- Data excerpts
* * * * *

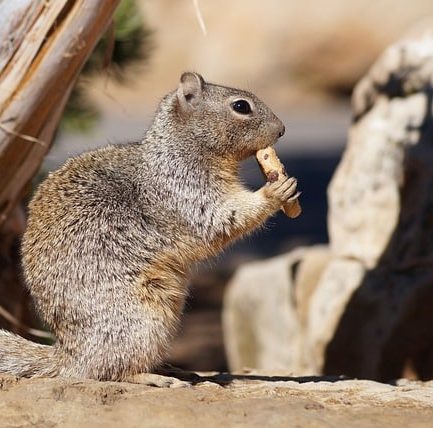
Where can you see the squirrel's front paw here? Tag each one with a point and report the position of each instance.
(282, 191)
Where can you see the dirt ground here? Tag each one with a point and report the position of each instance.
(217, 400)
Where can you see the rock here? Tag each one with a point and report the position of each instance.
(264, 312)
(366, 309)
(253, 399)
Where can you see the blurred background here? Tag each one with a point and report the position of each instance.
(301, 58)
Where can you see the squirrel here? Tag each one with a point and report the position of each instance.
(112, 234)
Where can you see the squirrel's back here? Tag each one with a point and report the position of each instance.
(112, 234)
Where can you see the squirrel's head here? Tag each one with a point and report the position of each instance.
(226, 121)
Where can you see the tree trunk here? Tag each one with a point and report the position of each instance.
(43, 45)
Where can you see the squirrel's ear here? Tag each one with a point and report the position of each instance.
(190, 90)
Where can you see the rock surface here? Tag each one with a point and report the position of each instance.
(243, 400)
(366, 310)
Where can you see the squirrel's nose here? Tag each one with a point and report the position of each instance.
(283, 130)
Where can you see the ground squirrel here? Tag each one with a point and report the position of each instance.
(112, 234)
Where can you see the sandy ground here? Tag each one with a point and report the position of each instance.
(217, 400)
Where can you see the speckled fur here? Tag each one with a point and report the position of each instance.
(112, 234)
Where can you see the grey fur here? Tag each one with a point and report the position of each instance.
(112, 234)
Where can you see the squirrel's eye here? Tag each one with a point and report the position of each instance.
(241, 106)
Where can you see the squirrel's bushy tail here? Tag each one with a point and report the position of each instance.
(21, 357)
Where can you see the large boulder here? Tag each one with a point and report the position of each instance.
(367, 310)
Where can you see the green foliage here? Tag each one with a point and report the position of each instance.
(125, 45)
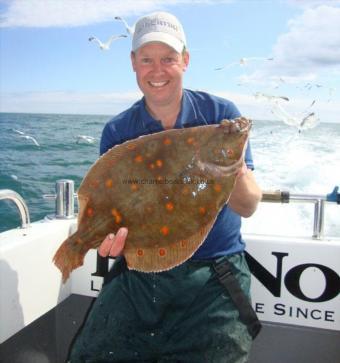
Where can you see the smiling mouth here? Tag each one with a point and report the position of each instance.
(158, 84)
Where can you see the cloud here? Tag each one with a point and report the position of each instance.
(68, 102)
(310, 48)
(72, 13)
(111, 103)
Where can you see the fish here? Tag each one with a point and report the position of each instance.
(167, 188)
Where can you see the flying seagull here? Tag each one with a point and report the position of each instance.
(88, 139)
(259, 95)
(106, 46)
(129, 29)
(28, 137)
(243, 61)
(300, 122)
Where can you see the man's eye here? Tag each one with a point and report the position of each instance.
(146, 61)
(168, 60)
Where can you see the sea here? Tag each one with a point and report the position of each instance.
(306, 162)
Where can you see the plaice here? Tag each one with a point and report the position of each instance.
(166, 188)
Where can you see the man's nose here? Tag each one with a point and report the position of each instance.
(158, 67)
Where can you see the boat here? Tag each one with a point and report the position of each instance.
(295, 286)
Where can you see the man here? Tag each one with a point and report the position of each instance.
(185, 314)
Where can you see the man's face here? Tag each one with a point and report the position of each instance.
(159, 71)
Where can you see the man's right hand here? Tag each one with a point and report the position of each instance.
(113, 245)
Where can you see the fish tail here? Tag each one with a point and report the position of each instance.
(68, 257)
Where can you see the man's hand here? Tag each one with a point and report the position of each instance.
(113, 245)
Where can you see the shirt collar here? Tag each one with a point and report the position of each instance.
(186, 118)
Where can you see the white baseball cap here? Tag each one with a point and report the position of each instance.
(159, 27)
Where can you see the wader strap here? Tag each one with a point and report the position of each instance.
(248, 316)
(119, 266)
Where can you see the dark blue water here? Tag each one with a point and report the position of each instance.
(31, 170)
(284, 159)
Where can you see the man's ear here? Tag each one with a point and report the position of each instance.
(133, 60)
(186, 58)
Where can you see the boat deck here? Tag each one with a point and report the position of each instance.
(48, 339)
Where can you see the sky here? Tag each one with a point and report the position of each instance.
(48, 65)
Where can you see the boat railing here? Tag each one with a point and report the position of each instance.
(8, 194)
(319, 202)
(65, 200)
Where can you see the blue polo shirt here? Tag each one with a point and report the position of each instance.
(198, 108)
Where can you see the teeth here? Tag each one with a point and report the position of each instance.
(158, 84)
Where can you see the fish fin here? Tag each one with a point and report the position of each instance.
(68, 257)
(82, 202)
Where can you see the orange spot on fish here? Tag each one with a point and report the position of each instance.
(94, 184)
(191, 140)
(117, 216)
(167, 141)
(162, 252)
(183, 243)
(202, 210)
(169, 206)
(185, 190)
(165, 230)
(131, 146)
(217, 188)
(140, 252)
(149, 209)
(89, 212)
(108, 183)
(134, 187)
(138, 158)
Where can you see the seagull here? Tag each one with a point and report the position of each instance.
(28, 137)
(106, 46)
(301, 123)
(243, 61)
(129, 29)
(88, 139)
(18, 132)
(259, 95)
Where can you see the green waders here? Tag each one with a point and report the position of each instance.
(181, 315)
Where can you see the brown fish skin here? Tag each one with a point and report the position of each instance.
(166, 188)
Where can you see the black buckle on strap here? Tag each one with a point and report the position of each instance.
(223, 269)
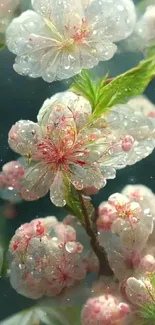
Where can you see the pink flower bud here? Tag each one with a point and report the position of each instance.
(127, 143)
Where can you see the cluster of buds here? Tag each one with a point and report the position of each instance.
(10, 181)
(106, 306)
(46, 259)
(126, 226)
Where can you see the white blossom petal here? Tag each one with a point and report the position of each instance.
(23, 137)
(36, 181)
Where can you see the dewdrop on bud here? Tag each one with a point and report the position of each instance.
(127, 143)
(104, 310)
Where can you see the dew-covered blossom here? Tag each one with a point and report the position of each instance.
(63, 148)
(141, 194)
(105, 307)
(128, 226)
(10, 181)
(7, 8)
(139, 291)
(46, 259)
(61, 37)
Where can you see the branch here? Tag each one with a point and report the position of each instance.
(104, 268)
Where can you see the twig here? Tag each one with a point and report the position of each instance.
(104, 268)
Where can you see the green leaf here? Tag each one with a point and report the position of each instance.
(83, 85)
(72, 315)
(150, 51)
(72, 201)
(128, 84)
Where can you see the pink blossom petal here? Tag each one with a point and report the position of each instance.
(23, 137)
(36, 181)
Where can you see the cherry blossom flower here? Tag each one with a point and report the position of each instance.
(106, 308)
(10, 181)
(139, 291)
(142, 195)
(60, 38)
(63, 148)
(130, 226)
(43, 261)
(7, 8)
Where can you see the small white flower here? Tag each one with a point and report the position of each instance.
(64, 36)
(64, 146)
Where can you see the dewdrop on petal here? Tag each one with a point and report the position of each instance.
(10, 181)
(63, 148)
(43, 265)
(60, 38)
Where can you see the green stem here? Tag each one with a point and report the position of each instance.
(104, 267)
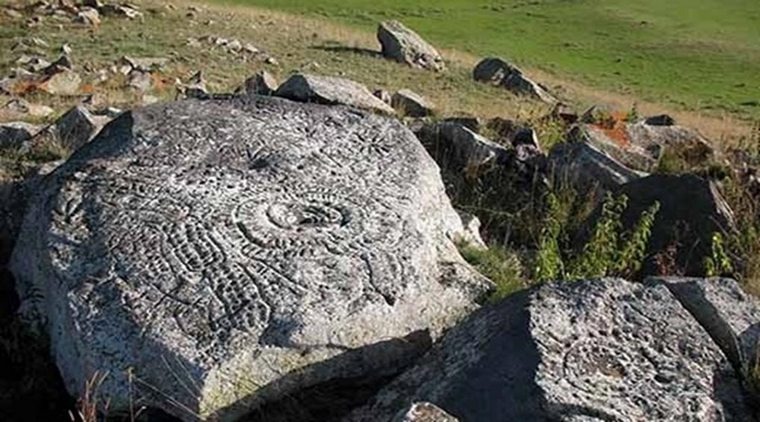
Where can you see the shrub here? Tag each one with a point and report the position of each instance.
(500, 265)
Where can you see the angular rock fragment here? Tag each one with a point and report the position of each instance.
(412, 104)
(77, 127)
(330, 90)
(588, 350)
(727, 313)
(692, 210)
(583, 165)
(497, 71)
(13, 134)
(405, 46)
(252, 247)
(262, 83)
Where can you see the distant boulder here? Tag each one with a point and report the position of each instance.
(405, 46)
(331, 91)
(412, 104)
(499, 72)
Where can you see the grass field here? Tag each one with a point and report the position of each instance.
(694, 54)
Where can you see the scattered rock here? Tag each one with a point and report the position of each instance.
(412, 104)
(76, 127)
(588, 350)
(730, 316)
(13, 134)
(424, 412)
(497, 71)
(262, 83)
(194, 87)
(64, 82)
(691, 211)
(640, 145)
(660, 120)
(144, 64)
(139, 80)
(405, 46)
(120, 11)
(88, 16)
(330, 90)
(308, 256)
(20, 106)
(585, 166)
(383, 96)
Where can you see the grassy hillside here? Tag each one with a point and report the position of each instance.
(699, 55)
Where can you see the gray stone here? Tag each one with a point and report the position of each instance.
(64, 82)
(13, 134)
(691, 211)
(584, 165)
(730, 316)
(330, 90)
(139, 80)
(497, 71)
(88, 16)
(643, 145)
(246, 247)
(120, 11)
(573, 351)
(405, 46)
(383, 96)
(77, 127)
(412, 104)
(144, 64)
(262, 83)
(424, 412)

* * * * *

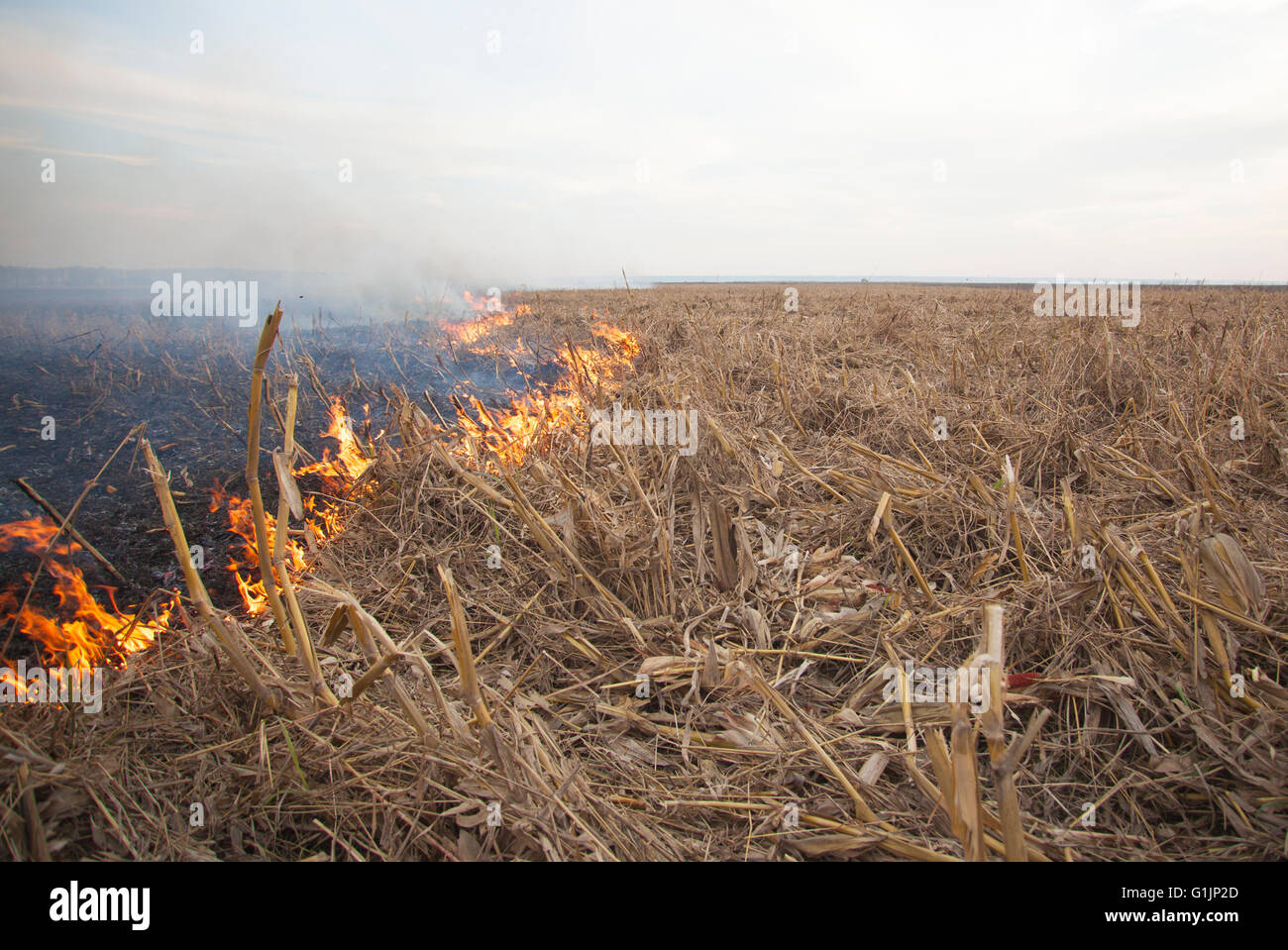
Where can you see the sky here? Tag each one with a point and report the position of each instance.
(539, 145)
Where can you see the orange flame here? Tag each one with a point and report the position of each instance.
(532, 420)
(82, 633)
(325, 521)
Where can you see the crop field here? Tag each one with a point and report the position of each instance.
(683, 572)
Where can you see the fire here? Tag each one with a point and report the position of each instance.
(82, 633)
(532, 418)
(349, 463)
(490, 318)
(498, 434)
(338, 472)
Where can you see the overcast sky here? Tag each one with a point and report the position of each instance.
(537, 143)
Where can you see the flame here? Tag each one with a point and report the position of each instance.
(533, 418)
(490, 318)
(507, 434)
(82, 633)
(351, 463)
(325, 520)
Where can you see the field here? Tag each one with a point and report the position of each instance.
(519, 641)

* * * * *

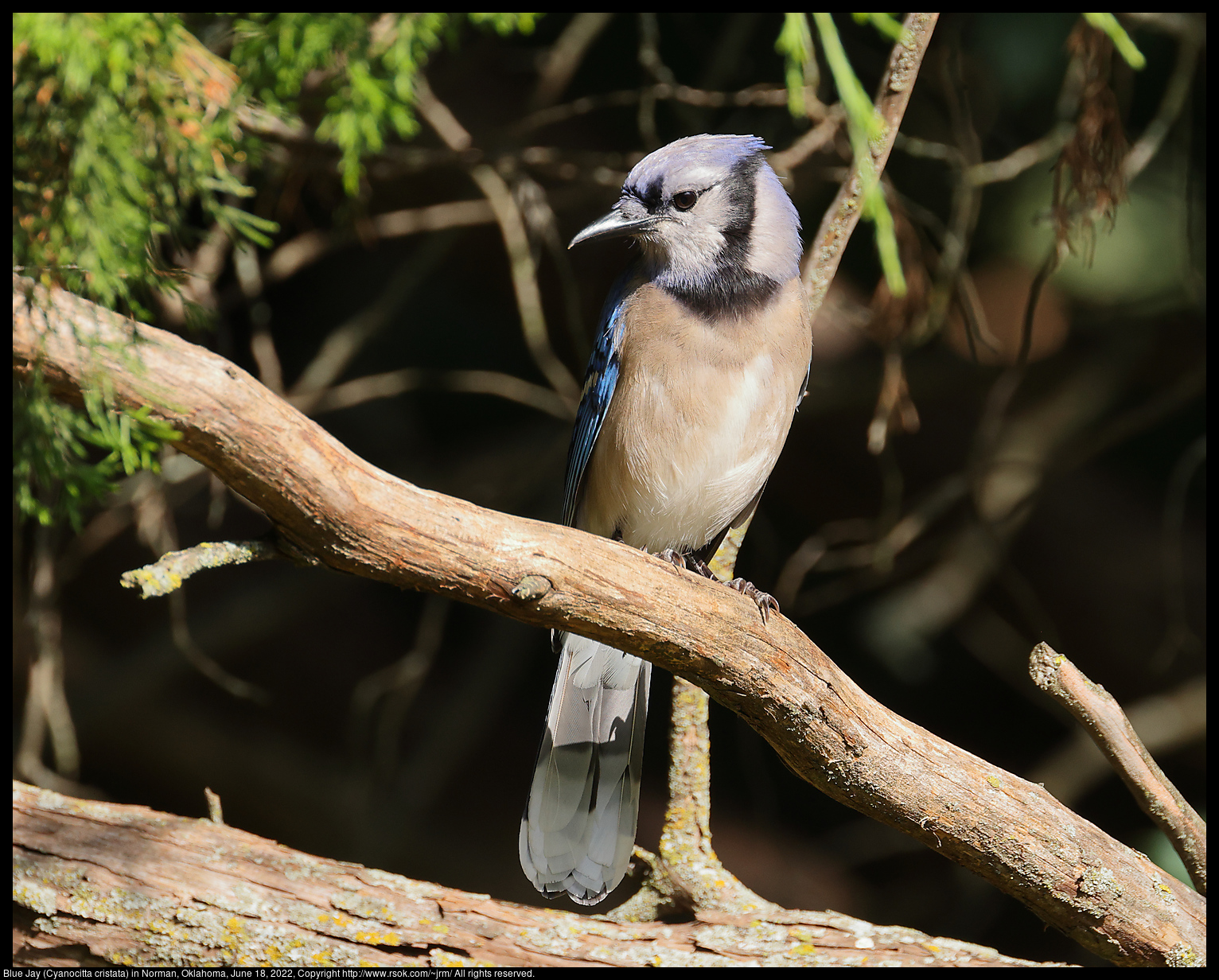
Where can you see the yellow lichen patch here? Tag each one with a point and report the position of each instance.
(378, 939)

* * * * *

- Problem requirements
Gather every line of the material above that contains the word "pink". Case counts.

- Exercise solution
Where can you see the pink flower bud here? Tag each one with a point and report the position of each instance.
Where can you see the pink blossom petal here? Tag each one with a point and report the position of each instance.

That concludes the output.